-- Set exercise --
Pull out every line of the entries below that contains the string "field". Matching is case-sensitive.

-- Given records --
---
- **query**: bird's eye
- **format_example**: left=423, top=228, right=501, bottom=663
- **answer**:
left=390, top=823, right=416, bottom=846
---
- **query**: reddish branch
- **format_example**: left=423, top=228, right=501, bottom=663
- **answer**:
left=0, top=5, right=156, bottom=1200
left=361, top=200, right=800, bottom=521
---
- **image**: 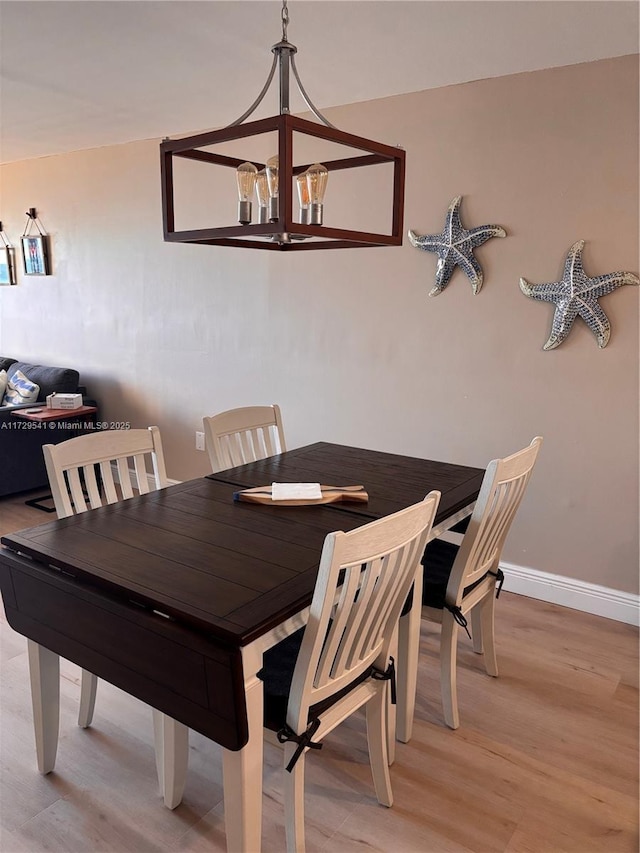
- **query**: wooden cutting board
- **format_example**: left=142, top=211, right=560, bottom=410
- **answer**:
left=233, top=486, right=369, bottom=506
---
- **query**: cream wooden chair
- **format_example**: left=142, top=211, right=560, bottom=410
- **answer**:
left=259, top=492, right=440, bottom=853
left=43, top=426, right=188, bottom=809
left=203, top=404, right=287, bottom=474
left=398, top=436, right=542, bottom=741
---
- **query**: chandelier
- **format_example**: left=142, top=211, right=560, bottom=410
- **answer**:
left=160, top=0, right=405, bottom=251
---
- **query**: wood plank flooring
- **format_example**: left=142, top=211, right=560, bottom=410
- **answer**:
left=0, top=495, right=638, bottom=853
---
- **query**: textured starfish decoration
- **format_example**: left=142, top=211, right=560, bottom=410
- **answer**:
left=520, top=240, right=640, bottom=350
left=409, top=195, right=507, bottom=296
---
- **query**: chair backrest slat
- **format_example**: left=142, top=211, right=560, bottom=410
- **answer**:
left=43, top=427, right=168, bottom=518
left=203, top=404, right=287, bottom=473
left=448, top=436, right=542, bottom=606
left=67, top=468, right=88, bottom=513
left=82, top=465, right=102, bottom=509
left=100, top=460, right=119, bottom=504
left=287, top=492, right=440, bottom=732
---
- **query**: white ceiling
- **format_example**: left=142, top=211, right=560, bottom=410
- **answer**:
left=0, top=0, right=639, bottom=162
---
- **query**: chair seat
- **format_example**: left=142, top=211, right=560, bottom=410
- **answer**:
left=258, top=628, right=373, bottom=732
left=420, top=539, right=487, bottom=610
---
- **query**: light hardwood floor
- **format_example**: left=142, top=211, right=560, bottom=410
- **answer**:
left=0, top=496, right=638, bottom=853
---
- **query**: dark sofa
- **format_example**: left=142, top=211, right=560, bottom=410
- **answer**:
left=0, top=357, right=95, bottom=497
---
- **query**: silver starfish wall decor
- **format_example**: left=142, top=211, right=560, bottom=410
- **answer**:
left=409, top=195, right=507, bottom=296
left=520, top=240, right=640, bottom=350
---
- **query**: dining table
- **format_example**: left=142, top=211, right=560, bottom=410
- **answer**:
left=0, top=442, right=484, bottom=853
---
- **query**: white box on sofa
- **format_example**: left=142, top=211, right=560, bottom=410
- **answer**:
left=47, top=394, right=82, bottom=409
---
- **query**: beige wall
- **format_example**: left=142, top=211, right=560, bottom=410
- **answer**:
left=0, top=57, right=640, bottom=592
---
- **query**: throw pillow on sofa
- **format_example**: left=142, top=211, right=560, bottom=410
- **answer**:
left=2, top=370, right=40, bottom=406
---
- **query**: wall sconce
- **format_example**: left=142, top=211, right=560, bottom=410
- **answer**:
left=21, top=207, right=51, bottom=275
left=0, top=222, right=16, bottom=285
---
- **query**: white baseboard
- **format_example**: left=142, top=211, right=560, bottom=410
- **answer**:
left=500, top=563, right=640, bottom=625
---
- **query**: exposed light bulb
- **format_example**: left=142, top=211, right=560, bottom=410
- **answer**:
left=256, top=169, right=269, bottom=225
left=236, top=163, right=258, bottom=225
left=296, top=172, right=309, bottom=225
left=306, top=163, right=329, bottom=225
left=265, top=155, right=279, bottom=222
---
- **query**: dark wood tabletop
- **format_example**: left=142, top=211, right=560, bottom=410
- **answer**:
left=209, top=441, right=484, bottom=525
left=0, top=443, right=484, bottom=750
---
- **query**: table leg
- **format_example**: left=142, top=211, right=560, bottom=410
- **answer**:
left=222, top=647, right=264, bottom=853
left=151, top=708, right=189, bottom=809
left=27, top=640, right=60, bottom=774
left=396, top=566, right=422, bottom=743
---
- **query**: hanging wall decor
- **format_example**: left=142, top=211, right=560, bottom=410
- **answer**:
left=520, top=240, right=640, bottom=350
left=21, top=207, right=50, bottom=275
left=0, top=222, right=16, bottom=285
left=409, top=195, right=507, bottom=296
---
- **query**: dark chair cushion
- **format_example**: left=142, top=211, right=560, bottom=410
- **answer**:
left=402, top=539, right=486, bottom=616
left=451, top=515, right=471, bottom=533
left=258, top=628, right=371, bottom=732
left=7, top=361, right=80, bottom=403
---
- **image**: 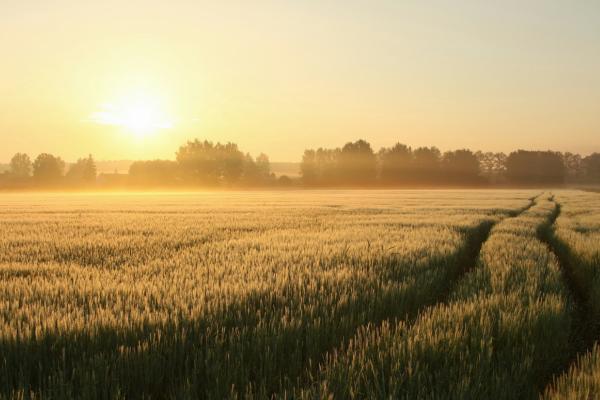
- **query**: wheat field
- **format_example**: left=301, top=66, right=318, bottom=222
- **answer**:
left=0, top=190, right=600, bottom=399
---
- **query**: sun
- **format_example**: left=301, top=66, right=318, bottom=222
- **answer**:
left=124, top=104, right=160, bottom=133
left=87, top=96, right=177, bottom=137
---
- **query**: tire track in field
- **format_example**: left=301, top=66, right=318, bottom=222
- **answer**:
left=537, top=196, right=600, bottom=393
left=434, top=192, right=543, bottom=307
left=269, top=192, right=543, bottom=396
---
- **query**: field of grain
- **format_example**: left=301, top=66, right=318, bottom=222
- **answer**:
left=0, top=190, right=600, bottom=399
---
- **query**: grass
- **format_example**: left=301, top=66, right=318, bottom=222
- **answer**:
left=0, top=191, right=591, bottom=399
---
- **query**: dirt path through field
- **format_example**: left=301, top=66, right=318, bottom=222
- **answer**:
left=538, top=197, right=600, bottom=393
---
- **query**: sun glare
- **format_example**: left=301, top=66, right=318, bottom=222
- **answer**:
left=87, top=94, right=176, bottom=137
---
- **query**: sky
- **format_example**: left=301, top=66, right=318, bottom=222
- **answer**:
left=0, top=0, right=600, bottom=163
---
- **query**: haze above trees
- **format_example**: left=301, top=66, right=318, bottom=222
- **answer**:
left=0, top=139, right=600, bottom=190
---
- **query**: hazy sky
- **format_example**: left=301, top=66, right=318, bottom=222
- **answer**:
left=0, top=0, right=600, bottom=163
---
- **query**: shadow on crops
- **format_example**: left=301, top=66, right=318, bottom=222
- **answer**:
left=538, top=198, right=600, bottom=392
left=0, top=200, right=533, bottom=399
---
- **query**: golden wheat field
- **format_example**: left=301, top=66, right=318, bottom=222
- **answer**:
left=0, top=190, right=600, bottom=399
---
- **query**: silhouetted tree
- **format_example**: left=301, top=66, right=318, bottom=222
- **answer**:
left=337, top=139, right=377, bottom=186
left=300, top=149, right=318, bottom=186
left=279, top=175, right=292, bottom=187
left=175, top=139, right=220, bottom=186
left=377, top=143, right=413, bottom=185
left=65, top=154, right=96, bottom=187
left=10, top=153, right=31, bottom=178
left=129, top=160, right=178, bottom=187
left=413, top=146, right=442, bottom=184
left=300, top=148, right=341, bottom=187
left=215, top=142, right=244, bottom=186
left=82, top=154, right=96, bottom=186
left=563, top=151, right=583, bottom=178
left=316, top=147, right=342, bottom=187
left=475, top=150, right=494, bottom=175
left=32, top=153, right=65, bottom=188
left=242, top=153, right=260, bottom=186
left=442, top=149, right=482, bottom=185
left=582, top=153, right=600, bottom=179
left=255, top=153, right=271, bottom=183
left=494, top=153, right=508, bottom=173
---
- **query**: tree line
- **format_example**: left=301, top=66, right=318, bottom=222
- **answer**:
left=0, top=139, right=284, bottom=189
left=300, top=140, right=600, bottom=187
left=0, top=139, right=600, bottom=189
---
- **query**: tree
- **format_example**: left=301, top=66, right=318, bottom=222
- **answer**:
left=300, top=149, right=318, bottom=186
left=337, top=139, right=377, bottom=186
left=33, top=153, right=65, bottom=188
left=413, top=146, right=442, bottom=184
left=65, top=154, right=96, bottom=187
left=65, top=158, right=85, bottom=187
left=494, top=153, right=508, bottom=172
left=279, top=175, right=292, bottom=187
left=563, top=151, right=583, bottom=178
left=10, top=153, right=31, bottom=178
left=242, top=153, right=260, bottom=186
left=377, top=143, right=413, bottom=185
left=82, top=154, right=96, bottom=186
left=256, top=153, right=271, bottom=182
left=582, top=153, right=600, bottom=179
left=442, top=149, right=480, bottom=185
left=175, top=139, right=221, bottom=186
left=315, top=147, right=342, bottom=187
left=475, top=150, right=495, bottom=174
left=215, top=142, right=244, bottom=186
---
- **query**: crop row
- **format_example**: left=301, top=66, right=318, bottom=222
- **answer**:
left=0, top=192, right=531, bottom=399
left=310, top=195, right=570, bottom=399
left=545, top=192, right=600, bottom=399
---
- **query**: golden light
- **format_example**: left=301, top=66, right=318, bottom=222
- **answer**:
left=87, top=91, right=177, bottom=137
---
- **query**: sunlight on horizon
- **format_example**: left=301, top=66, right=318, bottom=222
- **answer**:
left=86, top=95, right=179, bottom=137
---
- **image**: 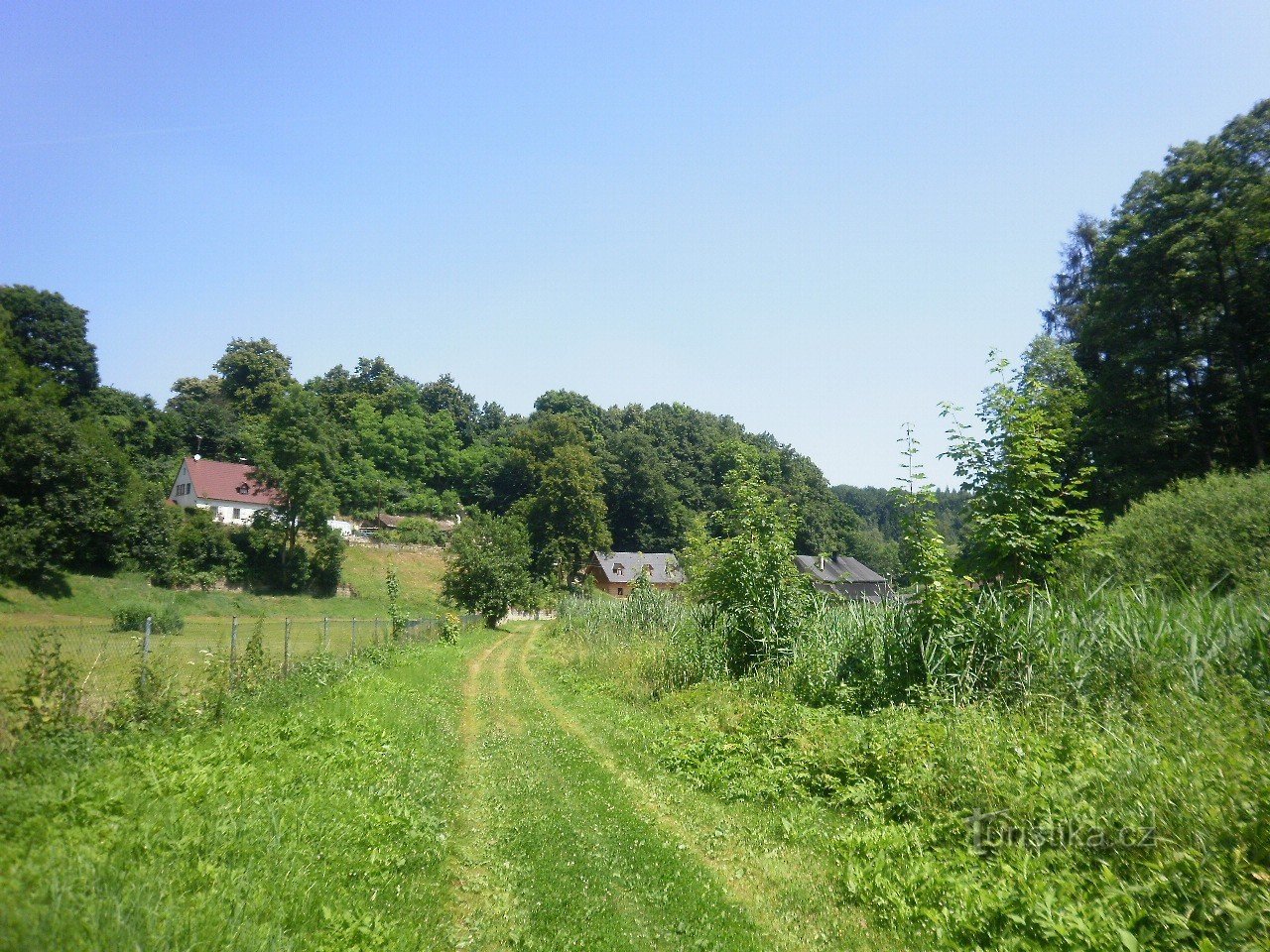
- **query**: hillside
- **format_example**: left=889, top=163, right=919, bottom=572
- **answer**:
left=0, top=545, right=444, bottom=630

-- Problem solution --
- **query**: wheat field
- **query**: tire track in field
- **query**: field of grain
- **query**: dirt path through field
- **query**: golden wheat field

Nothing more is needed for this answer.